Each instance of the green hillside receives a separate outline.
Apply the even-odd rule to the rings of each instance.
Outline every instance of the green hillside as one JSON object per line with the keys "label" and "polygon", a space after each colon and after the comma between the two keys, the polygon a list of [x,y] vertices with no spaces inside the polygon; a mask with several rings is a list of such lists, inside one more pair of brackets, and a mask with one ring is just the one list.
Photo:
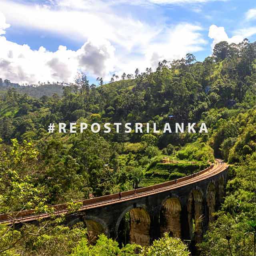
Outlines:
{"label": "green hillside", "polygon": [[[52,86],[1,88],[0,212],[13,214],[36,208],[38,212],[50,212],[47,206],[70,202],[74,213],[79,206],[74,200],[178,178],[220,158],[231,165],[226,196],[197,246],[206,256],[253,255],[256,60],[256,43],[221,42],[203,62],[189,54],[160,62],[155,72],[147,69],[134,79],[98,87],[90,85],[84,76],[86,82],[63,90]],[[106,122],[148,123],[151,128],[155,123],[160,132],[151,129],[147,134],[144,129],[136,133],[132,126],[130,133],[121,126],[116,133],[112,124],[109,133],[102,129],[94,133],[89,128],[70,133],[72,122],[78,127],[81,122],[89,127],[95,122],[102,127]],[[48,132],[50,123],[60,122],[67,124],[66,133]],[[172,133],[163,132],[166,122]],[[204,122],[208,132],[185,129],[176,133],[175,122],[195,122],[198,132]],[[60,218],[18,230],[0,225],[0,236],[4,238],[0,250],[8,248],[4,256],[42,255],[34,252],[42,251],[40,248],[47,243],[67,244],[63,238],[67,237],[74,248],[78,240],[87,235],[84,224],[70,228],[60,224],[65,217]],[[101,239],[104,242],[112,242]],[[63,255],[70,255],[70,250]],[[52,251],[45,255],[54,255]]]}

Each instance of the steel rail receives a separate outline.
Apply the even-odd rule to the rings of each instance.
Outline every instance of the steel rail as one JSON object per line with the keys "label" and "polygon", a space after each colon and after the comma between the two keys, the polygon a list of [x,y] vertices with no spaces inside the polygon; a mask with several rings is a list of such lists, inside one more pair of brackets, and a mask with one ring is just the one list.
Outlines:
{"label": "steel rail", "polygon": [[[130,190],[122,192],[122,194],[124,195],[122,196],[120,199],[119,197],[119,194],[116,194],[77,201],[83,203],[83,206],[78,210],[78,211],[120,203],[122,202],[133,200],[135,198],[148,196],[196,183],[214,176],[225,170],[228,168],[228,166],[226,164],[223,163],[220,159],[216,159],[216,160],[218,163],[216,167],[215,167],[214,165],[212,165],[210,168],[208,167],[202,170],[197,174],[186,176],[185,177],[178,179],[176,181],[172,180],[138,189],[136,190],[136,194],[134,194],[134,190]],[[93,202],[95,200],[98,200],[98,202]],[[67,205],[65,204],[52,206],[51,207],[56,209],[56,210],[54,212],[54,214],[55,215],[67,214],[69,212],[67,209]],[[58,210],[58,208],[63,208]],[[21,214],[24,214],[24,216],[17,218],[16,217],[13,218],[5,214],[0,215],[0,224],[6,223],[10,224],[13,224],[14,223],[29,222],[49,218],[51,216],[51,215],[48,213],[33,214],[33,211],[34,210],[28,210],[18,212],[16,216]]]}

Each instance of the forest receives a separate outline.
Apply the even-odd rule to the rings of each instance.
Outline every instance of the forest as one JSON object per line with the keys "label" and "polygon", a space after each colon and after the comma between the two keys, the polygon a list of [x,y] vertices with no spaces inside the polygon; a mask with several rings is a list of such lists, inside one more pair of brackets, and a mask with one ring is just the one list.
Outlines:
{"label": "forest", "polygon": [[[35,209],[146,186],[190,175],[220,158],[230,164],[224,202],[202,243],[202,256],[256,253],[256,42],[220,42],[202,62],[159,62],[134,75],[114,74],[90,85],[78,73],[59,93],[33,97],[0,88],[0,214]],[[56,85],[56,86],[57,86]],[[36,95],[36,90],[38,90]],[[49,89],[50,90],[50,89]],[[50,123],[156,124],[159,133],[50,134]],[[205,123],[208,133],[164,133],[166,123]],[[132,126],[132,128],[134,126]],[[68,126],[66,129],[68,130]],[[92,242],[84,223],[53,214],[37,225],[0,224],[4,256],[190,254],[190,243],[166,234],[150,246],[122,244],[101,234]]]}

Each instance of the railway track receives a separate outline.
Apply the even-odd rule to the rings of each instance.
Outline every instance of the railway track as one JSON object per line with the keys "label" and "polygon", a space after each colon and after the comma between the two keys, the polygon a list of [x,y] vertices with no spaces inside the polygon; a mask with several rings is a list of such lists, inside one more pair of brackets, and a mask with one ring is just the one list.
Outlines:
{"label": "railway track", "polygon": [[[199,181],[209,178],[225,170],[228,165],[223,163],[220,159],[216,159],[216,164],[212,164],[210,167],[201,171],[196,174],[178,179],[175,180],[158,184],[136,190],[123,192],[121,198],[119,198],[118,194],[112,194],[99,197],[86,199],[78,201],[82,203],[83,205],[79,211],[84,211],[89,209],[101,207],[107,205],[120,203],[151,195],[171,190],[188,185],[196,183]],[[66,214],[69,211],[66,204],[52,206],[56,209],[54,214],[56,215]],[[14,223],[22,223],[37,220],[50,217],[49,214],[43,213],[35,214],[34,210],[28,210],[17,212],[13,216],[6,214],[0,215],[0,224],[8,224]]]}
○ ○ ○
## WRITTEN REQUEST
Retype all entries exactly as they appear, dropping the images.

## THE OUTPUT
Each instance of the green hillside receives a separate outline.
Apply the even-odd rule to the rings of each instance.
Outline every instance of the green hillside as one JSON object per line with the keys "label" and "polygon", a space after each colon and after the comma between the two keys, the polygon a list of [x,y] vertices with no spaces inside the polygon; a mask with several rings is a list of such lists, inside one more pair of brackets, and a mask with one ring is just the one list.
Photo:
Outlines:
{"label": "green hillside", "polygon": [[[52,86],[1,88],[0,212],[13,214],[36,208],[38,212],[50,212],[47,206],[70,202],[74,213],[79,206],[74,200],[178,178],[220,158],[231,165],[226,196],[197,246],[206,256],[253,255],[256,60],[256,43],[221,42],[203,62],[189,54],[160,62],[155,72],[147,69],[134,79],[98,87],[90,85],[84,76],[86,82],[63,90]],[[106,122],[148,123],[151,128],[155,123],[160,132],[151,129],[147,134],[144,129],[136,133],[132,126],[130,133],[121,126],[116,133],[112,124],[109,133],[102,129],[94,133],[89,128],[70,133],[72,122],[78,127],[81,122],[89,127],[95,122],[102,127]],[[48,132],[50,123],[60,122],[67,124],[66,133]],[[172,133],[163,132],[166,122]],[[204,122],[208,132],[185,129],[176,133],[175,122],[195,122],[198,132]],[[60,218],[18,230],[0,225],[0,236],[4,238],[0,250],[8,248],[4,256],[42,255],[34,252],[42,251],[40,248],[47,243],[67,244],[63,238],[67,237],[74,248],[78,240],[87,235],[84,224],[70,228],[60,224],[65,217]],[[101,239],[104,242],[112,242]],[[63,255],[70,255],[70,250]],[[52,251],[45,255],[54,255]]]}

Each instance of the steel rail receives a separate outline.
Apply the even-odd rule to the rings of each instance.
Outline every instance of the steel rail as one JSON object per line with the keys "label" and "polygon", a space after each colon and after the comma between the two keys, the polygon a list of [x,y] vertices with no spaces inside the polygon; a mask with several rings is a list of such lists, inside one more pair of brackets, and a mask with one ring is just the one list.
Outlines:
{"label": "steel rail", "polygon": [[[130,190],[122,192],[122,194],[124,195],[122,196],[120,199],[119,197],[119,194],[116,194],[77,201],[83,203],[83,206],[78,210],[78,211],[120,203],[122,202],[133,200],[135,198],[148,196],[196,183],[214,176],[225,170],[228,168],[228,166],[226,164],[223,163],[220,159],[216,159],[216,160],[218,163],[216,167],[215,167],[214,165],[212,165],[210,168],[208,167],[202,170],[197,174],[186,176],[185,177],[178,179],[176,181],[172,180],[138,189],[136,190],[136,194],[134,194],[134,190]],[[93,202],[95,200],[98,200],[98,202]],[[67,205],[65,204],[52,206],[51,207],[56,209],[56,210],[54,212],[54,214],[55,215],[67,214],[69,212],[67,209]],[[58,210],[58,208],[63,208]],[[21,214],[24,214],[24,216],[17,218],[16,217],[13,218],[5,214],[0,215],[0,224],[6,223],[10,224],[13,224],[14,223],[29,222],[49,218],[51,216],[51,215],[48,213],[33,214],[33,211],[34,210],[28,210],[18,212],[16,216]]]}

Each instance of the forest receives a separate outline.
Apply the even-odd rule to the rings of each instance.
Outline every instance of the forest as one JSON object per line with the keys "label" and "polygon", a space after each colon and after the comma between the two keys, the polygon a list of [x,y] vertices with no spaces inside the polygon; a mask with several rings is a list of such lists, inside one more pair of brackets, and a mask with one ring is just the one list.
Outlines:
{"label": "forest", "polygon": [[[35,209],[146,186],[190,175],[220,158],[230,164],[224,202],[202,243],[202,256],[256,253],[256,42],[220,42],[202,62],[159,62],[134,75],[114,74],[90,85],[78,73],[59,93],[33,97],[0,88],[0,214]],[[56,85],[56,86],[57,86]],[[36,95],[36,90],[38,90]],[[49,89],[50,90],[50,89]],[[50,123],[156,124],[159,133],[50,134]],[[205,123],[208,133],[164,133],[166,123]],[[132,126],[132,128],[134,126]],[[68,126],[66,129],[68,130]],[[92,242],[84,223],[53,214],[37,225],[0,224],[4,256],[190,254],[190,243],[166,234],[150,246],[122,244],[101,234]]]}

Each instance of the railway track receives a separate outline.
Apply the even-odd rule to the rings of each instance.
Outline every instance of the railway track as one JSON object per line with the keys "label" and "polygon", a space after each colon and after the comma between the two keys, the polygon a list of [x,y] vertices with no spaces inside the polygon; a mask with several rings is a list of such lists, inside one more pair of brackets, and a mask with one ring is just the one list.
Outlines:
{"label": "railway track", "polygon": [[[199,181],[209,178],[225,170],[228,165],[223,163],[220,159],[216,159],[216,164],[212,164],[210,167],[201,171],[196,174],[178,179],[175,180],[158,184],[136,190],[123,192],[121,198],[119,198],[118,194],[112,194],[99,197],[86,199],[78,201],[82,203],[83,205],[79,211],[84,211],[89,209],[101,207],[107,205],[120,203],[151,195],[171,190],[188,185],[196,183]],[[66,214],[69,211],[66,204],[52,206],[56,209],[54,214],[56,215]],[[14,223],[22,223],[37,220],[50,217],[49,214],[43,213],[35,214],[34,210],[28,210],[17,212],[13,216],[6,214],[0,215],[0,224],[8,224]]]}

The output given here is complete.